• Study text:
For every transcriptome-wide significant gene–trait association, we conducted a permutation test by shuffling the SNP-gene weights in the prediction model 10,000 times60,62. This permutation generates a null distribution to compare to the original TWAS Z score to quantify the significance of the expression–trait associations conditional on the SNP–trait effects at the locus60. For genes that passed both transcriptome-wide significance and the permutation test at P < 0.05 within 1 Mb of another significant gene, we conducted probabilistic gene-level fine-mapping using FOCUS to estimate 90% credible sets of genes that explain the trait association signal at a locus63. We conducted FOCUS fine-mapping across genes detected by models trained in either adult or fetal brain tissue.

Natural-language object grounding data
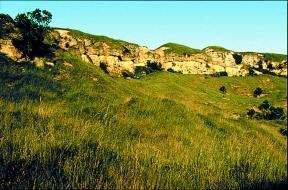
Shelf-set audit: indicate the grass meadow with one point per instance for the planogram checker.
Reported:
(66, 127)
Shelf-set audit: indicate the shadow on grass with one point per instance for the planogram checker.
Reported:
(20, 81)
(49, 171)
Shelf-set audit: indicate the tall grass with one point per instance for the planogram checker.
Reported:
(85, 129)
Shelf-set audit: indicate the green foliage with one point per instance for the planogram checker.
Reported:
(257, 92)
(267, 112)
(179, 49)
(6, 25)
(33, 27)
(163, 131)
(274, 57)
(223, 89)
(173, 71)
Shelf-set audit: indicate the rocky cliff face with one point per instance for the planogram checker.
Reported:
(126, 57)
(117, 56)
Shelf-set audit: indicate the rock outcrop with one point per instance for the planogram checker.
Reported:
(126, 57)
(116, 56)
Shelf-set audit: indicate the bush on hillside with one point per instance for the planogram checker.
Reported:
(33, 27)
(257, 92)
(6, 25)
(173, 71)
(127, 74)
(267, 112)
(223, 89)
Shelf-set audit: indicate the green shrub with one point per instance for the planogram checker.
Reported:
(267, 112)
(257, 92)
(223, 89)
(220, 74)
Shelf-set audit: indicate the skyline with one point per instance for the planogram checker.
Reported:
(239, 26)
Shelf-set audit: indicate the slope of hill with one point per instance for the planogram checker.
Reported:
(65, 123)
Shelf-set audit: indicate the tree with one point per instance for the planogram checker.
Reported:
(33, 27)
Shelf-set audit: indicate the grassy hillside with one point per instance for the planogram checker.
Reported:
(179, 49)
(77, 127)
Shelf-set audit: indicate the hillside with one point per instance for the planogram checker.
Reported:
(67, 123)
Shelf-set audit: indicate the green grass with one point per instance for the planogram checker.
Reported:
(274, 57)
(269, 56)
(77, 127)
(179, 49)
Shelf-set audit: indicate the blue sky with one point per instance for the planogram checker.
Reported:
(240, 26)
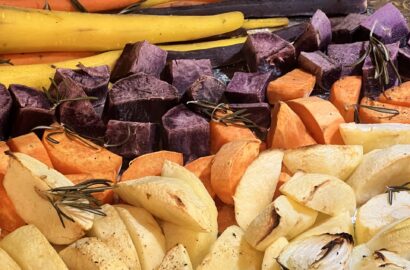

• What to work on:
a. In the TWAS methods text, how many times were the SNP-gene weights shuffled in the permutation test?
b. Rewrite the paragraph of the TWAS methods text that begins "For every transcriptome-wide significant gene–trait association" as a short list of its main steps.
c. Print the portion of the TWAS methods text starting with "For every transcriptome-wide" and going on through "fetal brain tissue.".

• List of solutions:
a. 10,000 times.

b.
- For each transcriptome-wide significant gene–trait association, the SNP-gene weights in the prediction model were shuffled 10,000 times.
- This produced a null distribution that was compared with the original TWAS Z score. It measured how significant the expression–trait associations were, conditional on the SNP–trait effects at the locus.
- Some genes passed both transcriptome-wide significance and the permutation test at P < 0.05 and lay within 1 Mb of another significant gene. These genes underwent probabilistic gene-level fine-mapping with FOCUS, which estimated 90% credible sets of genes explaining the trait association signal at a locus.
- FOCUS fine-mapping covered genes detected by models trained in either adult or fetal brain tissue.

c.
For every transcriptome-wide significant gene–trait association, we conducted a permutation test by shuffling the SNP-gene weights in the prediction model 10,000 times60,62. This permutation generates a null distribution to compare to the original TWAS Z score to quantify the significance of the expression–trait associations conditional on the SNP–trait effects at the locus60. For genes that passed both transcriptome-wide significance and the permutation test at P < 0.05 within 1 Mb of another significant gene, we conducted probabilistic gene-level fine-mapping using FOCUS to estimate 90% credible sets of genes that explain the trait association signal at a locus63. We conducted FOCUS fine-mapping across genes detected by models trained in either adult or fetal brain tissue.